Strip the pictures and reproduce the rest of the listing exactly.

Image location labeling entries:

>> begin

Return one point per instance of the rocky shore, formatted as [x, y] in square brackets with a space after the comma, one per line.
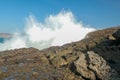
[97, 57]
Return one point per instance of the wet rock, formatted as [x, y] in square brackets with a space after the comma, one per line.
[98, 65]
[117, 34]
[91, 66]
[82, 68]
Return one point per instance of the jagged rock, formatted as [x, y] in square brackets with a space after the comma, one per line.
[68, 62]
[98, 65]
[82, 68]
[117, 34]
[93, 67]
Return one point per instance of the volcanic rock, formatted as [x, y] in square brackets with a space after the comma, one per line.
[117, 34]
[97, 57]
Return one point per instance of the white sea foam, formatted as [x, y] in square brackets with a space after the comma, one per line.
[56, 30]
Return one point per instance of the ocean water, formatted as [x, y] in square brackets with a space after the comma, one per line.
[2, 40]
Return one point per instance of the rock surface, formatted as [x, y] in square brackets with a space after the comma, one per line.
[97, 57]
[117, 34]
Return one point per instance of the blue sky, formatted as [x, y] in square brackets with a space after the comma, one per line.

>> end

** Answer **
Return one point per instance of the rocky shore, formatted as [x, y] in square brackets with a space after the comma, one per line.
[97, 57]
Return one point per instance of the wet rock, formatted as [x, y] in square brackets with a space after the comma, one per line.
[98, 65]
[117, 34]
[91, 66]
[82, 68]
Return one point per instance of the jagged rock, formatted as [x, y] in square brackets with a space after the comma, one per line.
[68, 62]
[98, 65]
[82, 68]
[117, 34]
[93, 67]
Return one point per instance of the volcanic rock, formatted as [x, y] in square brackets with a space after the comma, one per line.
[117, 34]
[97, 57]
Return one point per instance of the white sea foam, formatted as [x, y] in square brackets with a space after the comma, one per line.
[56, 30]
Return one point per instance of the ocean water, formatted as [x, y] in square brackets with a space after the comma, one per line.
[2, 40]
Return one point per instance of the rock surface, formatted as [x, y] in square brackets with a space after the comma, one per line.
[97, 57]
[117, 34]
Return one point per instance of the blue sky, formatted as [x, y] in square brackets with a space after the comma, one per line.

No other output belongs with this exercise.